== PROBLEM REQUIREMENTS ==
Print the data once more, exactly as given. Drop the pictures.

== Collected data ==

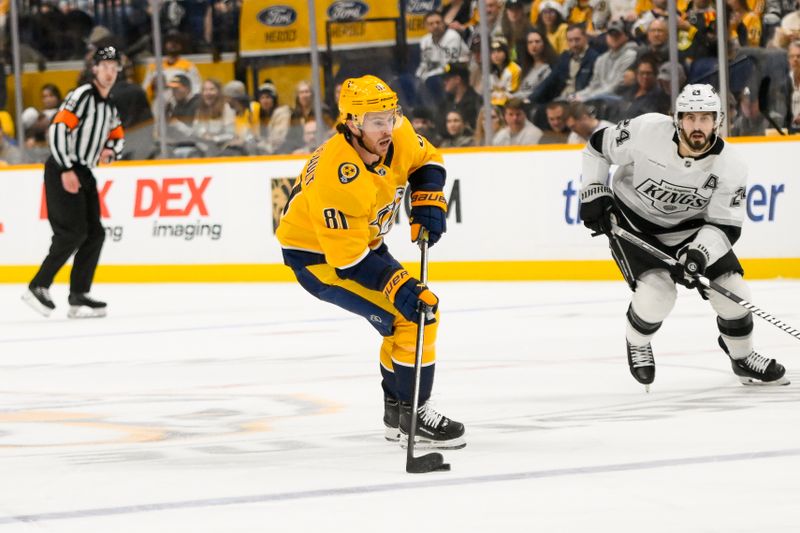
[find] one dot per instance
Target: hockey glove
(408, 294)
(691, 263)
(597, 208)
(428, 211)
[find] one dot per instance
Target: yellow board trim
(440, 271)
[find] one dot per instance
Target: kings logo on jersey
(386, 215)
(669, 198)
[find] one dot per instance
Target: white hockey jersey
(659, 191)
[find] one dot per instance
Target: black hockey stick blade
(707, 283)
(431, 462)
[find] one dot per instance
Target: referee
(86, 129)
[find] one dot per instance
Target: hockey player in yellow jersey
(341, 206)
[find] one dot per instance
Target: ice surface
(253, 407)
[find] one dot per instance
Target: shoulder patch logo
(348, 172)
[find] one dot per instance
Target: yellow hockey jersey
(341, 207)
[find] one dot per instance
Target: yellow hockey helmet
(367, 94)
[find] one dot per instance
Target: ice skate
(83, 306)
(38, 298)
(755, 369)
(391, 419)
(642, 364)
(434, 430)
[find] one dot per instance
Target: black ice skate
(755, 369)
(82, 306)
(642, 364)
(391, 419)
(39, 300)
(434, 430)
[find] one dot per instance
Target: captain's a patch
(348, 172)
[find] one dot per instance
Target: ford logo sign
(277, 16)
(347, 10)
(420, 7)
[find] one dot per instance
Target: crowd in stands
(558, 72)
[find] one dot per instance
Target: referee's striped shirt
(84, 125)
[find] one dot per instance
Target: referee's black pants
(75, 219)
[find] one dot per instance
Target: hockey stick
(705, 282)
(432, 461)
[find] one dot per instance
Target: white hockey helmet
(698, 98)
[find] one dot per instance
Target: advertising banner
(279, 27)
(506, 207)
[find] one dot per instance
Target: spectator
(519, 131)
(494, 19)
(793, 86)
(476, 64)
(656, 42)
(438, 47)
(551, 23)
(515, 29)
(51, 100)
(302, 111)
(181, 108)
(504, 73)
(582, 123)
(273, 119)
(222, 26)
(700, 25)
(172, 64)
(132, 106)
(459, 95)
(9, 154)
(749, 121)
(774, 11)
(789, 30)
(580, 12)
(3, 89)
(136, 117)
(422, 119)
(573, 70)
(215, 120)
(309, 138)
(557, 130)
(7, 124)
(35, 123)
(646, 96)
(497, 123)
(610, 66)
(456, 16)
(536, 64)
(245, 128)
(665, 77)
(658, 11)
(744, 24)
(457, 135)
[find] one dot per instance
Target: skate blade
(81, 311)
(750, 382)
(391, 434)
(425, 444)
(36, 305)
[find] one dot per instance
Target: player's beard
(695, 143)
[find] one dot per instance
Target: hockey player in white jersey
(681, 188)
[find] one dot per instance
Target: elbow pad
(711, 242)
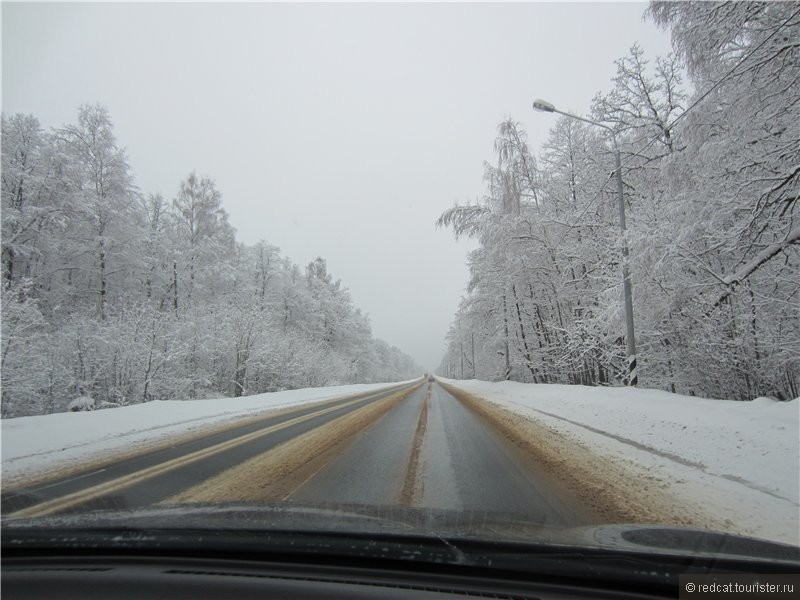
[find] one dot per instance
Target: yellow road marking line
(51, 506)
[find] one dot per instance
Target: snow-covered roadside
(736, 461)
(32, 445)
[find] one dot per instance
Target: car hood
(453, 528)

== PROBLEM SOLUTION ==
[find] one dot per instance
Target: hockey glove
(408, 294)
(691, 263)
(597, 208)
(428, 211)
[find] one dot per instance
Target: yellow board trim
(440, 271)
[find] one dot per instance
Target: kings logo on jersey
(386, 215)
(669, 198)
[find] one dot per instance
Target: white hockey jersey
(659, 191)
[find] one dot per instance
Target: black hockey stick blade
(707, 283)
(431, 462)
[find] one dot per instance
Target: referee
(86, 129)
[find] one dot per instance
Target: hockey player in yellow jersey
(341, 206)
[find] one dot per instance
Target: ice surface
(253, 407)
[find] one dot per instance
Target: shoulder patch logo
(348, 172)
[find] one dot per instance
Target: yellow hockey jersey
(341, 207)
[find] one dot per instance
Target: yellow hockey helmet
(367, 94)
[find] one dot per instance
Target: ice skate
(83, 306)
(38, 298)
(755, 369)
(391, 419)
(642, 364)
(434, 430)
[find] one dot per instance
Target: black ice skate
(755, 369)
(82, 306)
(642, 364)
(391, 419)
(39, 300)
(434, 430)
[find] one dot per instance
Target: captain's a patch
(348, 172)
[find] one dot per instance
Target: ford logo sign
(277, 16)
(347, 10)
(420, 7)
[find] one dot per instance
Target: crowd in stands
(558, 72)
[find] one dot per instance
Target: referee's striped shirt
(84, 125)
[find] one dot per instance
Target: referee's black pants
(75, 219)
[find] one dot per instance
Target: hockey stick
(705, 282)
(432, 461)
[find] one dot per instance
Target: white hockey helmet
(698, 98)
[find] one dot per instance
Target: advertising banner
(279, 27)
(506, 207)
[find] one dot per instance
Target: spectator
(519, 131)
(494, 19)
(793, 86)
(476, 64)
(656, 42)
(438, 47)
(551, 23)
(515, 29)
(51, 100)
(302, 111)
(181, 108)
(504, 73)
(582, 123)
(273, 119)
(222, 26)
(700, 25)
(172, 64)
(132, 106)
(459, 95)
(9, 154)
(749, 121)
(774, 11)
(789, 30)
(580, 12)
(3, 89)
(136, 117)
(422, 119)
(573, 70)
(215, 120)
(309, 138)
(557, 130)
(7, 124)
(35, 123)
(646, 96)
(497, 123)
(610, 66)
(456, 16)
(536, 64)
(245, 128)
(665, 77)
(658, 11)
(744, 24)
(457, 135)
[find] one dot per instance
Target: skate blade
(81, 311)
(750, 382)
(391, 434)
(425, 444)
(36, 305)
[find] one dot per instance
Target: player's beard
(695, 143)
[find] one dot per instance
Target: hockey player in white jersey
(681, 188)
[find] one dot per instance
Target: elbow pad
(711, 242)
[find] one dot per instance
Target: yellow road marking line
(51, 506)
[find] one dot per instance
Target: snow-covered roadside
(736, 461)
(32, 445)
[find] one dot per instance
Target: car hood
(453, 528)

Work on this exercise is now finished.